Required task —
From the items below, pull out every line that contains the string "query" and copy each of those lines unchanged.

━━ Raw data

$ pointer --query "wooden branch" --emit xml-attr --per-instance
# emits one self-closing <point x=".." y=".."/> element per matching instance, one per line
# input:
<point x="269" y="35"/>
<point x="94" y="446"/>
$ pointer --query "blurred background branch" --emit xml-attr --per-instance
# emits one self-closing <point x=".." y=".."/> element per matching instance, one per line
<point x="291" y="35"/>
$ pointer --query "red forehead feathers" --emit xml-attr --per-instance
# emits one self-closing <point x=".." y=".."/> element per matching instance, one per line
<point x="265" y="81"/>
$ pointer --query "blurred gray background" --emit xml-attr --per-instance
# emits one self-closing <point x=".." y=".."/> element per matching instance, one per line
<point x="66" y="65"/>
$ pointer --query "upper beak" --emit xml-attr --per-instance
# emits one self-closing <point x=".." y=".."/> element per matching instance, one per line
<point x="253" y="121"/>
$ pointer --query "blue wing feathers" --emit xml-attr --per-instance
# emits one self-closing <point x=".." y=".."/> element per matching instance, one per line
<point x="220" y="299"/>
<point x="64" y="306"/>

━━━━

Solution to this problem —
$ pointer --query "wooden branch" --emit xml-attr --per-instance
$ pointer --query "blurred background branch" --emit xml-attr --per-instance
$ pointer --query "red forehead feathers" --emit xml-attr --per-instance
$ pointer --query "blurred gray background" --emit xml-attr --per-instance
$ pointer --query "upper beak" --emit xml-attr --per-instance
$ pointer --query "blue wing feathers" --emit xml-attr --per-instance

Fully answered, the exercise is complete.